[Rows from a dataset for box labeling]
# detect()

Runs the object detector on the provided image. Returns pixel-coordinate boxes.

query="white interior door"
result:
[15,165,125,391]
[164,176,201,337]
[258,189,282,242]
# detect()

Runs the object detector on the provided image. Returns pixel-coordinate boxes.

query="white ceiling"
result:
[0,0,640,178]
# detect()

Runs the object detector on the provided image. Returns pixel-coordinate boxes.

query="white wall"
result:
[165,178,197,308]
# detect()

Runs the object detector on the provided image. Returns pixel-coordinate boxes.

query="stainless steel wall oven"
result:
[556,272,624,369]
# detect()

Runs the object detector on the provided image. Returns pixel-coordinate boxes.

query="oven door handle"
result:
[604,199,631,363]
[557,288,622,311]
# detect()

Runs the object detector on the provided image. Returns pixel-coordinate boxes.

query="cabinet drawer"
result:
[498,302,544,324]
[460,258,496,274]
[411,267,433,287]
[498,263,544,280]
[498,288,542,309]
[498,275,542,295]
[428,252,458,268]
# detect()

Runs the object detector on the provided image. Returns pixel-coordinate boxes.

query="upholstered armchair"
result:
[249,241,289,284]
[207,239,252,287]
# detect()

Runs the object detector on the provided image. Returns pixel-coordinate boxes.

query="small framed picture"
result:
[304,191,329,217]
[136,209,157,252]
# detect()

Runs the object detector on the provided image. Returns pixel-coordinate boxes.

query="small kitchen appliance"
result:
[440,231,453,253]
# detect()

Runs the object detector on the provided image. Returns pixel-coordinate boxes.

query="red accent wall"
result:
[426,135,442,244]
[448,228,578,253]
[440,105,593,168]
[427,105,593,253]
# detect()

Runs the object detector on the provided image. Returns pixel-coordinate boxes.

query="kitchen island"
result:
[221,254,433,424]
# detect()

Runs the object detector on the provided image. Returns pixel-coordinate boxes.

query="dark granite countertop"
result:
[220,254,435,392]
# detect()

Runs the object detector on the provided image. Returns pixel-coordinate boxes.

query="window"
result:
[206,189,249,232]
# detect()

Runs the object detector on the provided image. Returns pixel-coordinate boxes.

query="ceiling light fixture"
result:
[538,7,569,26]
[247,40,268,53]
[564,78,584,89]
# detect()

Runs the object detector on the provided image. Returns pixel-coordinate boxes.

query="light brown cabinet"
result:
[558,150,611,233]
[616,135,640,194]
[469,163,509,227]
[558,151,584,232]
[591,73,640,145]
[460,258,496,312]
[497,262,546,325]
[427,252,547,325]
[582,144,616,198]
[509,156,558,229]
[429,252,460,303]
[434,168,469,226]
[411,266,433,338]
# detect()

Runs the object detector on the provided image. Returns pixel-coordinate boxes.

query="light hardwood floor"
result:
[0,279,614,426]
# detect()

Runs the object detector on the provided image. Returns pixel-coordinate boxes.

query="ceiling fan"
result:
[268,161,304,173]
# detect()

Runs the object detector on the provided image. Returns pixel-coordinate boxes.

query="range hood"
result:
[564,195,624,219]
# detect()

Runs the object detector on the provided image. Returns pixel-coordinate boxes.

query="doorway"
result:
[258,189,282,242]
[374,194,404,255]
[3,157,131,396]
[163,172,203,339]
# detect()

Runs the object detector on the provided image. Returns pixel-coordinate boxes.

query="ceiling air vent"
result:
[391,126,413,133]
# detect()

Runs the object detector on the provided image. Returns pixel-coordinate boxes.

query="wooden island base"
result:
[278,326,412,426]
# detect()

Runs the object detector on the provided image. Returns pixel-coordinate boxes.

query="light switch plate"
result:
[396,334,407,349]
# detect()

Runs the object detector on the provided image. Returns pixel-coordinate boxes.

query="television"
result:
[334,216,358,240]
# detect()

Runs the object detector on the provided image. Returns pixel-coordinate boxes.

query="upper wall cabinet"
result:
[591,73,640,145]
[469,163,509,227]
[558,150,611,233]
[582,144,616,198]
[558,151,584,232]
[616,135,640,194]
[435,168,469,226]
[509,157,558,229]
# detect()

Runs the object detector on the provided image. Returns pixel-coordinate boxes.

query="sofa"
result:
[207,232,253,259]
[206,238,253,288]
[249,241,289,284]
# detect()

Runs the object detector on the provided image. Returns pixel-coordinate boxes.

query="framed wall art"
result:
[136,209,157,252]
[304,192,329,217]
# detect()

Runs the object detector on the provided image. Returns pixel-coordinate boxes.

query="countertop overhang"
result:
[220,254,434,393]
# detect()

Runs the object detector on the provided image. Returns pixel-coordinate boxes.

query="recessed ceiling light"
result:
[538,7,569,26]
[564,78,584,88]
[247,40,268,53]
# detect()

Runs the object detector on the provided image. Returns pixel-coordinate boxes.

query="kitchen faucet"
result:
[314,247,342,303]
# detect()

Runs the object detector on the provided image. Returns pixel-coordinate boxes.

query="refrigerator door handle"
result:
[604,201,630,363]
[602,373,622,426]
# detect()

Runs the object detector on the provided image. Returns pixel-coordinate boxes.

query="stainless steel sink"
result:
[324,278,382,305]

Your objective — Copy the records word for word, starting at the first line and ending with the line that contains "[207,239,252,287]".

Solution for this task —
# detect()

Runs the object detector on the provided image. Returns pixel-coordinate boxes.

query="white interior door"
result:
[15,165,125,391]
[164,176,201,337]
[258,189,282,242]
# detect()

Runs the object detector on the provided image. Returns pixel-coordinate boxes.

query="white ceiling"
result:
[0,0,640,178]
# detect()

Runs the object detector on the provided image. Returns pixel-coordinate boxes.

query="white wall"
result:
[165,178,197,308]
# detect()

Runs the object detector on the provided image. Returns pixel-coordinate boxes.

query="stainless steel wall oven"
result:
[556,272,624,369]
# detect()

Runs the object detector on the provided image. Returns pixel-coordinate boxes.

query="oven door handle"
result:
[604,199,631,363]
[557,288,622,311]
# detect()

Runs the object detector on the provided image. Returns pixel-coordinate boxes.

query="cabinet drawer"
result:
[498,302,544,324]
[460,258,496,274]
[411,267,433,287]
[498,263,544,280]
[498,288,542,309]
[498,275,542,295]
[428,252,458,268]
# detect()

Runs the object detector on the provided image. Returns pixel-coordinate boxes.

query="upholstered armchair"
result:
[249,241,289,284]
[207,239,252,287]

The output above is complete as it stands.